# INPUT DATA:
•••••

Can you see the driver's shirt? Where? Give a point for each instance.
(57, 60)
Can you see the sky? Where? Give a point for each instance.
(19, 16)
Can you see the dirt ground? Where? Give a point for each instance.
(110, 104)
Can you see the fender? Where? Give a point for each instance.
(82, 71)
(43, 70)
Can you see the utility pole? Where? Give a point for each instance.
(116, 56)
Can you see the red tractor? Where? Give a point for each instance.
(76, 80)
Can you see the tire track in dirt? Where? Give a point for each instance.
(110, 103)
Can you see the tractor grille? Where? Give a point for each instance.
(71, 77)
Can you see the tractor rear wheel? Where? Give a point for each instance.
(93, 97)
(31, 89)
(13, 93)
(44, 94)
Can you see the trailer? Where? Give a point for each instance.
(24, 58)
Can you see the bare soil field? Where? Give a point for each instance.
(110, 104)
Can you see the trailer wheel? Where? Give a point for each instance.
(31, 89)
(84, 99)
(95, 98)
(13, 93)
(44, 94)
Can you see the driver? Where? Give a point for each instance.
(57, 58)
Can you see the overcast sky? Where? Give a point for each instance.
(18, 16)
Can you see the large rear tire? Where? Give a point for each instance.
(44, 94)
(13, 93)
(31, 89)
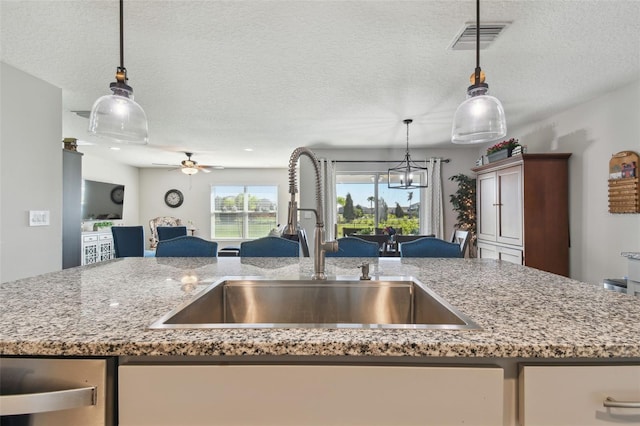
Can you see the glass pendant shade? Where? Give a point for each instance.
(119, 117)
(479, 119)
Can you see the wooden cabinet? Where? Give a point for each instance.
(97, 247)
(523, 211)
(309, 395)
(577, 395)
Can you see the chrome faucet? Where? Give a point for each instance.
(365, 271)
(320, 245)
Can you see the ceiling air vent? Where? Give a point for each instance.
(466, 37)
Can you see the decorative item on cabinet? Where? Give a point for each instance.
(624, 183)
(70, 144)
(502, 150)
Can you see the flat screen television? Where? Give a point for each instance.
(102, 200)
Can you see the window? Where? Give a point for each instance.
(243, 212)
(366, 205)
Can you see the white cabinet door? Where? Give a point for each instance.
(576, 395)
(493, 251)
(509, 189)
(487, 207)
(309, 395)
(488, 251)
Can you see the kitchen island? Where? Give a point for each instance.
(526, 317)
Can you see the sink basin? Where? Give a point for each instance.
(395, 302)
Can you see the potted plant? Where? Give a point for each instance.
(502, 150)
(464, 204)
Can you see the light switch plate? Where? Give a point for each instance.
(38, 217)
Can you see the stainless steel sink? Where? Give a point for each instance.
(394, 302)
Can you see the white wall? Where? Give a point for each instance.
(154, 183)
(30, 173)
(592, 132)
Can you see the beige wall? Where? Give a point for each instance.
(30, 173)
(592, 132)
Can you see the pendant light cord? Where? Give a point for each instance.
(121, 35)
(477, 72)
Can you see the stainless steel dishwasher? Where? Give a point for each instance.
(57, 391)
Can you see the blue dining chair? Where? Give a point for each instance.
(186, 246)
(270, 247)
(128, 241)
(355, 247)
(169, 232)
(430, 247)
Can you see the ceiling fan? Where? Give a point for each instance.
(190, 167)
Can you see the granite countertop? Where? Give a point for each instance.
(105, 309)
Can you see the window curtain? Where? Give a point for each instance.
(328, 182)
(432, 205)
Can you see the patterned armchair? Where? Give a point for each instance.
(160, 221)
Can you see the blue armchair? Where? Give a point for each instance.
(169, 232)
(128, 241)
(429, 247)
(186, 246)
(270, 247)
(355, 247)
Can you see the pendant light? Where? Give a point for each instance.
(480, 118)
(407, 174)
(118, 116)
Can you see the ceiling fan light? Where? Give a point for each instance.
(189, 170)
(119, 117)
(479, 119)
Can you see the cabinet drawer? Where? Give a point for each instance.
(575, 395)
(309, 395)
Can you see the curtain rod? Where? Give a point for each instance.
(444, 160)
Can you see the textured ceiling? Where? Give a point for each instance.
(216, 77)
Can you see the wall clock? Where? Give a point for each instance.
(173, 198)
(117, 194)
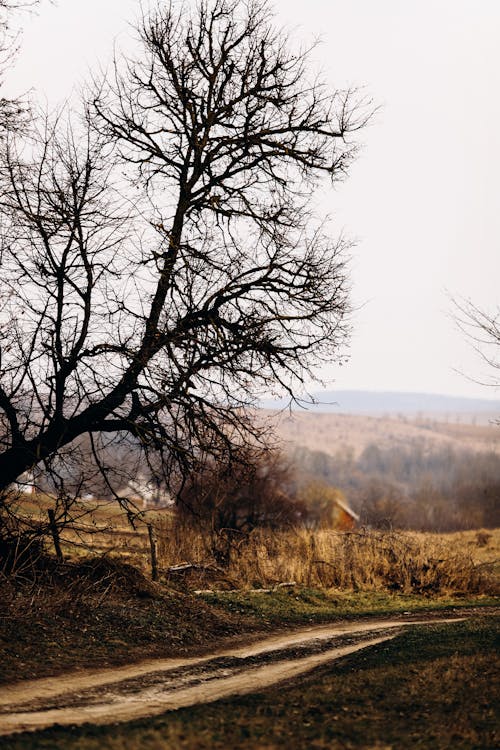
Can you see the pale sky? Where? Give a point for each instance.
(422, 199)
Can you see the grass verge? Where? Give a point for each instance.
(431, 687)
(101, 613)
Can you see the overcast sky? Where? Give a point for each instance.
(422, 199)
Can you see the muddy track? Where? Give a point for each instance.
(153, 687)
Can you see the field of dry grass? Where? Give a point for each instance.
(359, 560)
(428, 563)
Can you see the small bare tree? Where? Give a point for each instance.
(162, 267)
(482, 328)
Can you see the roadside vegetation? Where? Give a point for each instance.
(94, 611)
(431, 687)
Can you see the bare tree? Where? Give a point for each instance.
(482, 328)
(11, 110)
(164, 268)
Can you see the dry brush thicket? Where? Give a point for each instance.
(364, 559)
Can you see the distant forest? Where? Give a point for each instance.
(412, 486)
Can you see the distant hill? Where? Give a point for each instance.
(330, 432)
(390, 403)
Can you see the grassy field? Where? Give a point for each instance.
(430, 688)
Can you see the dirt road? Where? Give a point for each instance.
(153, 687)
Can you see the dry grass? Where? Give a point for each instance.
(363, 560)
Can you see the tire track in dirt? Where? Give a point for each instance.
(160, 685)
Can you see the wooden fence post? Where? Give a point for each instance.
(55, 534)
(154, 552)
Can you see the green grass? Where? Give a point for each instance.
(431, 687)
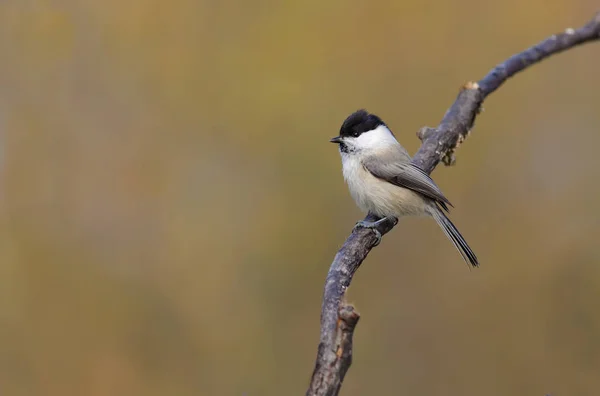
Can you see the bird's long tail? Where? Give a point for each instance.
(457, 239)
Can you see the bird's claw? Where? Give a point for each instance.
(372, 225)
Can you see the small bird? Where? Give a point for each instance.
(383, 181)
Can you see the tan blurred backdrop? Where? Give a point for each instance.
(170, 204)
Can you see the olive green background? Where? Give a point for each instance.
(170, 204)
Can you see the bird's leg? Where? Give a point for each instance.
(367, 223)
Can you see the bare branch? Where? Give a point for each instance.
(338, 319)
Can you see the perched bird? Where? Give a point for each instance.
(383, 181)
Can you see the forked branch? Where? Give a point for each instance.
(338, 318)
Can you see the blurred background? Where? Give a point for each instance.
(170, 204)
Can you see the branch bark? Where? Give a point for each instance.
(338, 318)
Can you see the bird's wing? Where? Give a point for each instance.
(407, 175)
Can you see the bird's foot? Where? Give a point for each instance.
(373, 226)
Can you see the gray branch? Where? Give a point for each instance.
(338, 318)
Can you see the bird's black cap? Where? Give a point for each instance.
(358, 122)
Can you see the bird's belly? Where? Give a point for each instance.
(382, 198)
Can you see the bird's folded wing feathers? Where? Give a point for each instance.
(409, 176)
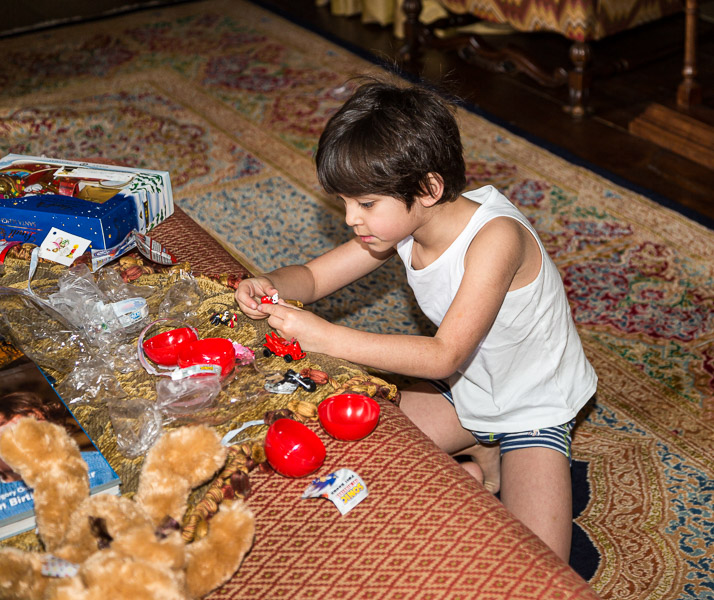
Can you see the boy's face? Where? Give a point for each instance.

•••••

Could you restate the material word for word, omitting the pictures?

# WRITTEN SOLUTION:
Can you see the driver's shirt? Where? Give a point for each instance.
(57, 60)
Can you see the sky? Where? Give a point for each instance.
(19, 16)
Can you see the dirt ground? Where? Give a point for each instance.
(110, 104)
Can you see the fender? Where? Give a point for each instance.
(82, 71)
(43, 70)
Can you see the utility pole? Where? Give a point for each instance.
(116, 56)
Can you see the red tractor? Where? Give a point for each instance.
(76, 80)
Can you see the tire track in dirt? Where? Give a point for each instance.
(110, 103)
Can you see the tractor grille? Where? Give a point for each instance.
(71, 77)
Can you see the tractor rear wheel? Where? Give a point for each instance.
(93, 97)
(31, 89)
(13, 93)
(44, 94)
Can you see the trailer? Where? Give a point for each instance.
(24, 58)
Can you see the bare soil field? Where? Give a point for each instance.
(110, 104)
Can you see the trailer wheel? Where? Give a point for each instance.
(31, 89)
(84, 99)
(95, 98)
(13, 93)
(44, 94)
Can you see the driver? Where? Give a point for each instance.
(57, 58)
Can you see the overcast sky? Where? Give a point for each instance.
(18, 16)
Can you see the large rear tire? Where? Give a point for each instance.
(44, 94)
(13, 93)
(31, 89)
Can you see the glass pendant shade? Where? Give a point for each instance.
(119, 117)
(479, 119)
Can you see the wooden cabinet? Where? Give a point for each instance.
(97, 247)
(523, 211)
(309, 395)
(577, 395)
Can you see the chrome faucet? Where? Give a point for each instance.
(365, 271)
(320, 245)
Can you see the ceiling air vent? Where? Give a point for each instance.
(466, 37)
Can you see the decorative item on cabinet? Where? Give a point for each instance.
(624, 183)
(70, 144)
(502, 150)
Can you see the flat screen television? Where? Give a point for each instance.
(102, 200)
Can you see the window? Where? Give a point for each instance.
(243, 212)
(366, 205)
Can you see the white cabinet door? Where? Give a point for each instance.
(576, 395)
(493, 251)
(509, 189)
(487, 207)
(309, 395)
(488, 251)
Can you see the kitchen island? Where? Give a point for each instance.
(526, 317)
Can you see the sink basin? Where? Give a point for each instance.
(395, 302)
Can you see the potted plant? Where? Give a point for each instance.
(502, 150)
(464, 204)
Can you see the light switch plate? Where? Give a point for each instance.
(38, 217)
Can you see the stainless steel sink? Where? Give a point for each instance.
(394, 302)
Can you see the white wall? Where? Give a point for each instance.
(154, 183)
(30, 173)
(592, 132)
Can you see the beige wall? Where? Give a point for each instance.
(30, 173)
(592, 132)
Can you see the pendant light cord? Where? Give a point for each instance.
(121, 35)
(477, 72)
Can you see the stainless steel dishwasher? Where? Give a point for each instance.
(57, 391)
Can you see the blue dining chair? Where? Give a point for each instance.
(186, 246)
(270, 247)
(128, 241)
(355, 247)
(169, 232)
(430, 247)
Can you see the ceiling fan? Where? Give a point for each instance.
(190, 167)
Can you see the granite countertop? Where? Give a point for each instance.
(105, 309)
Can you see the window curtain? Where? Give a point for each instance.
(328, 182)
(432, 205)
Can you see the patterned armchair? Where? Give a point for each instance.
(160, 221)
Can you see the blue armchair? Where? Give a point for each instance.
(169, 232)
(128, 241)
(429, 247)
(186, 246)
(270, 247)
(355, 247)
Can you see the pendant light? Where? Give a point for each instance.
(480, 118)
(407, 174)
(118, 116)
Can you see the ceiling fan light? Where? Give a point for each instance.
(189, 170)
(119, 117)
(479, 119)
Can you see the cabinet drawer? Where? Give a point for each instance.
(575, 395)
(309, 395)
Can you see the curtain rod? Where? Give a point for each instance.
(444, 160)
Can you see the textured ceiling? Where? Give a point for each instance.
(216, 77)
Can you see the wall clock? Where? Give a point for each instance.
(173, 198)
(117, 194)
Can you see the pale sky? Where? Give a point for each instance.
(422, 199)
Can you see the grass verge? Where? Give a point for each instance.
(431, 687)
(101, 613)
Can you see the overcast sky? Where? Give a point for each instance.
(422, 199)
Can you see the muddy track? Where? Give a point for each instance.
(153, 687)
Can you see the field of dry grass? Where? Give a point for each instance.
(359, 560)
(428, 563)
Can you see the small bare tree? Where? Give a point for each instance.
(162, 267)
(482, 328)
Can you see the roadside vegetation? Where? Give a point for each instance.
(94, 611)
(431, 687)
Can you see the bare tree? Where? Give a point for each instance.
(482, 328)
(11, 110)
(164, 268)
Can you see the dry brush thicket? Where? Give a point for each instance.
(364, 559)
Can you see the distant forest? Where? Give a point for each instance.
(412, 486)
Can you see the distant hill? Where? Give a point for each instance.
(330, 432)
(390, 403)
Can you see the grassy field? Where? Give a point for each instance.
(430, 688)
Can you see the dirt road? Where? Give a point for each instance.
(153, 687)
Can you see the dry grass? Where? Give a point for each instance.
(363, 560)
Can you see the tire track in dirt? Where? Give a point for each instance.
(160, 685)
Can you see the wooden fence post? Where? Give a point for each instance.
(55, 534)
(154, 552)
Can you see the green grass? Where? Give a point for each instance.
(431, 687)
Can you see the bird's long tail? Where? Give a point for each instance.
(457, 239)
Can you see the bird's claw? Where? Give a point for each instance.
(372, 225)
Can you see the small bird? Where? Give a point for each instance.
(383, 181)
Can you see the tan blurred backdrop? Where? Give a point for each instance.
(170, 204)
Can you see the olive green background? Where? Give a point for each instance.
(170, 204)
Can you see the bird's leg? Where? Give a point for each instance.
(367, 223)
Can you see the bare branch? Where? Give a point for each instance.
(338, 319)
Can you see the perched bird? Where? Give a point for each instance.
(383, 181)
Can you see the forked branch? Where? Give a point for each instance.
(338, 318)
Can you see the blurred background? Where? Give a point for each instance.
(170, 204)
Can you see the branch bark? Where? Give a point for each instance.
(338, 318)
Can you see the bird's wing? Where? Give a point for each instance.
(407, 175)
Can you see the bird's foot? Where? Give a point for each instance.
(373, 226)
Can you see the gray branch? Where? Give a point for each instance.
(338, 318)
Can you see the bird's black cap? Where? Give a point for each instance.
(358, 122)
Can you see the bird's belly? Where? Give a point for each instance.
(382, 198)
Can you see the bird's folded wing feathers? Where? Give a point for each instance.
(409, 176)
Can you see the boy's face? Where? Give a point for each instance.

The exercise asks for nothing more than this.